- WHAT TO WORK ON: Reproduce exactly, with no pictures, each line from the opening of the material down through the line containing "positive clicks: (114, 5) (80, 10) (92, 6)".

- RECORDS FOR THIS EXERCISE:
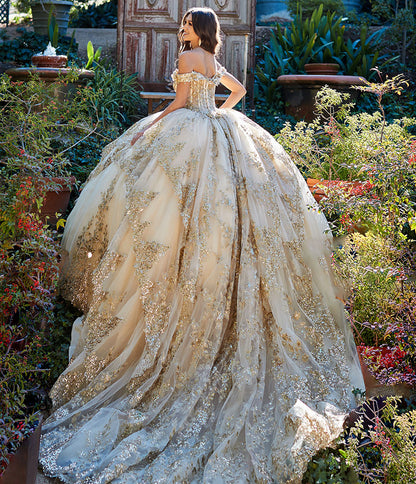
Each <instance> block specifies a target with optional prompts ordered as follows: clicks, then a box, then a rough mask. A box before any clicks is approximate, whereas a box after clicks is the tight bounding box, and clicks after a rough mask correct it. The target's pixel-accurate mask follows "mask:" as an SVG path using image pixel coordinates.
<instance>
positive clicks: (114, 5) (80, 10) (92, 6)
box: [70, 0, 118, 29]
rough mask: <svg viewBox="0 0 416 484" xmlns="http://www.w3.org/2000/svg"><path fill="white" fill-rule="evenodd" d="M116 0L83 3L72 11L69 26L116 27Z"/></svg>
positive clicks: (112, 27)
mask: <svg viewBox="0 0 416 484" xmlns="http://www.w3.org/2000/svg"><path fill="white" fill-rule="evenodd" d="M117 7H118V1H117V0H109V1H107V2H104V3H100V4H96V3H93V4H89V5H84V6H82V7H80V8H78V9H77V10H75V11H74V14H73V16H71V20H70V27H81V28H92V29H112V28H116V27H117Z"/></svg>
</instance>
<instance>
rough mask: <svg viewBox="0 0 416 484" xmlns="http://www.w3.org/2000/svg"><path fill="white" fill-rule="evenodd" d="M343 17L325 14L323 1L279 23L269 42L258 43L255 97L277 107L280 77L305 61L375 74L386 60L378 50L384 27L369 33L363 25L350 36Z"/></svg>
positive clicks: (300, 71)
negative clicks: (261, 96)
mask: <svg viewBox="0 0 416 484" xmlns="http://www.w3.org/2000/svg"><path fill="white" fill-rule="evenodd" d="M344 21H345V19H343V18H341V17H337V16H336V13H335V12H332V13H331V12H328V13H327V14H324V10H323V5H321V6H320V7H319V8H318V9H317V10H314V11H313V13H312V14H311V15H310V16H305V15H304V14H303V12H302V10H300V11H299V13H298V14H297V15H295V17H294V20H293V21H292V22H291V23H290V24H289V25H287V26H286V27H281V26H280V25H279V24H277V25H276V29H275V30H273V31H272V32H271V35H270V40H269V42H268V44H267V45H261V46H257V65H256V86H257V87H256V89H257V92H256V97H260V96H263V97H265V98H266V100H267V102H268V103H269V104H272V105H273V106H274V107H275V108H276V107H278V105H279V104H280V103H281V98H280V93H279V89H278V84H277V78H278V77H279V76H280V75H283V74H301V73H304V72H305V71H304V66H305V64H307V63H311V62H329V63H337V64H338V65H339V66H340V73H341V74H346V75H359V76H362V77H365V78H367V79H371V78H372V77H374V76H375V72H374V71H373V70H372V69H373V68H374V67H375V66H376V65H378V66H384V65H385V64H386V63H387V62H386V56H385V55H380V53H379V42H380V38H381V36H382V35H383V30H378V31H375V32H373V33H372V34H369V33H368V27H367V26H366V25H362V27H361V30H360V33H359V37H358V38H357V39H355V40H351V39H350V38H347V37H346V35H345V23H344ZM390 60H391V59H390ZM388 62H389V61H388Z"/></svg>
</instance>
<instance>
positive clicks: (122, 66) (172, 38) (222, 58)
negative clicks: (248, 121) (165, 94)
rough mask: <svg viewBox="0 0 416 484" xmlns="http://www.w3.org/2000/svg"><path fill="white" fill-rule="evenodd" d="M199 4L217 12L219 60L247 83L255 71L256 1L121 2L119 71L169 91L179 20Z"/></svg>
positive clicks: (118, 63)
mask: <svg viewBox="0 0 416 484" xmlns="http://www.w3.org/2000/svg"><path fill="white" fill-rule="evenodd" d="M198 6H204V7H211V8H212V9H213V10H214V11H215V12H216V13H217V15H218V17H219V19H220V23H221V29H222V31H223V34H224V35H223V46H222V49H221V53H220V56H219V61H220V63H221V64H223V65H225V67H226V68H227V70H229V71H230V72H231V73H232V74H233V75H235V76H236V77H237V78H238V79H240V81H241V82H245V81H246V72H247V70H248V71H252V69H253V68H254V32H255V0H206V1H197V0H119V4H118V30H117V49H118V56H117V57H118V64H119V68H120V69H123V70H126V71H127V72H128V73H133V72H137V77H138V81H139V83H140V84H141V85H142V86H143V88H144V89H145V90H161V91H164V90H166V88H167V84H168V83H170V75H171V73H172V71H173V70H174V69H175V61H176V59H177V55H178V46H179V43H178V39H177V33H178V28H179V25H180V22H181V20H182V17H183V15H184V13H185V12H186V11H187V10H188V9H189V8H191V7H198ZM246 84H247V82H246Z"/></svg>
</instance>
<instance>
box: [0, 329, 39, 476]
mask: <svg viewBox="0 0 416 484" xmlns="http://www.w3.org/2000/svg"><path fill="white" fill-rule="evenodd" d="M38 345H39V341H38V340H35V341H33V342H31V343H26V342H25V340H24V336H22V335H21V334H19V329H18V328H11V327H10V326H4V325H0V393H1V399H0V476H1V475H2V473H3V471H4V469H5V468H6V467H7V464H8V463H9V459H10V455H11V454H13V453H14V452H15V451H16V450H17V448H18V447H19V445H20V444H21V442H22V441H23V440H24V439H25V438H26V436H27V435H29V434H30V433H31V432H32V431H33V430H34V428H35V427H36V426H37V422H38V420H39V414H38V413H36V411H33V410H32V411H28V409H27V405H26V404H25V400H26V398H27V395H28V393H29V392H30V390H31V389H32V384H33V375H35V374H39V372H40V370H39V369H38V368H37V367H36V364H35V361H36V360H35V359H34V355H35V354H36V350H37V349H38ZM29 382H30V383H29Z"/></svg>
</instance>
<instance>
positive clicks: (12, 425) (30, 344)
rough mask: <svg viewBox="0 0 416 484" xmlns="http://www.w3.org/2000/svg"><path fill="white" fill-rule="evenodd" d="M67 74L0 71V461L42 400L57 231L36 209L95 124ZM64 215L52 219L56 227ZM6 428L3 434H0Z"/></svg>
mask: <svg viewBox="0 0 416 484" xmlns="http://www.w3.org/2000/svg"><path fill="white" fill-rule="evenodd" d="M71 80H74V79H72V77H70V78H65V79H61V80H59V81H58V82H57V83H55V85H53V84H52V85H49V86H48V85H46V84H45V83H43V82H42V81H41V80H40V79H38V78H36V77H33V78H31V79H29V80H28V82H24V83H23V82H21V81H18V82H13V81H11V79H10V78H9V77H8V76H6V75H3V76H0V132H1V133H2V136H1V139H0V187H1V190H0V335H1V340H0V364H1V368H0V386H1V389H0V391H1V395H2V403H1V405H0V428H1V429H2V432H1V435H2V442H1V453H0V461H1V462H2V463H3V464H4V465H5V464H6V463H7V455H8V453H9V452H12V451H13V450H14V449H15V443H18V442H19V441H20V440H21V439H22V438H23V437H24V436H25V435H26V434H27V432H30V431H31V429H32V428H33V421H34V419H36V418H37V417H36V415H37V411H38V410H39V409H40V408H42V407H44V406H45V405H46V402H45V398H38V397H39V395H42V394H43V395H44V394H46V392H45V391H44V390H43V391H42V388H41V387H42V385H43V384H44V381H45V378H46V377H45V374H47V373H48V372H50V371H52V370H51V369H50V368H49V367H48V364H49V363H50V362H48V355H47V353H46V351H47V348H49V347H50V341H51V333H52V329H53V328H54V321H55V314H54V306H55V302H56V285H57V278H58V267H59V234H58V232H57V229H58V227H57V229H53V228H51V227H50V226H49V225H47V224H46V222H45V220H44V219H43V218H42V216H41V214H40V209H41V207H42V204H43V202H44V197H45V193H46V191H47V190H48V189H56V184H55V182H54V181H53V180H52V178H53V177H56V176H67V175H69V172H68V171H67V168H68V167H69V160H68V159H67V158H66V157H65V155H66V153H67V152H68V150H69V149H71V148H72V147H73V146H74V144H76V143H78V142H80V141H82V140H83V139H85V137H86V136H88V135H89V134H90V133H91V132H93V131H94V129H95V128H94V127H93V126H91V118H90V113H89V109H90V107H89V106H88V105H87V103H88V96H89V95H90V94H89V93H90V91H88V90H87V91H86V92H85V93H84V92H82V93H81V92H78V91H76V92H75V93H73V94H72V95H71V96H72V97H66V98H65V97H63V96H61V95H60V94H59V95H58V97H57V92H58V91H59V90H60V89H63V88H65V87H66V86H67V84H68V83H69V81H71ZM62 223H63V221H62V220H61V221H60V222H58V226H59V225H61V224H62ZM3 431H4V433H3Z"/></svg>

- ANSWER BELOW:
Each <instance> block specifies a target with optional prompts ordered as follows: clicks, then a box, then a rough mask. A box before any clicks is approximate, whereas a box after clicks is the tight bounding box, and clicks after a rough mask correct it. The target's pixel-accurate mask follows "mask:" as an SVG path using image pixel coordinates.
<instance>
positive clicks: (114, 5) (80, 10) (92, 6)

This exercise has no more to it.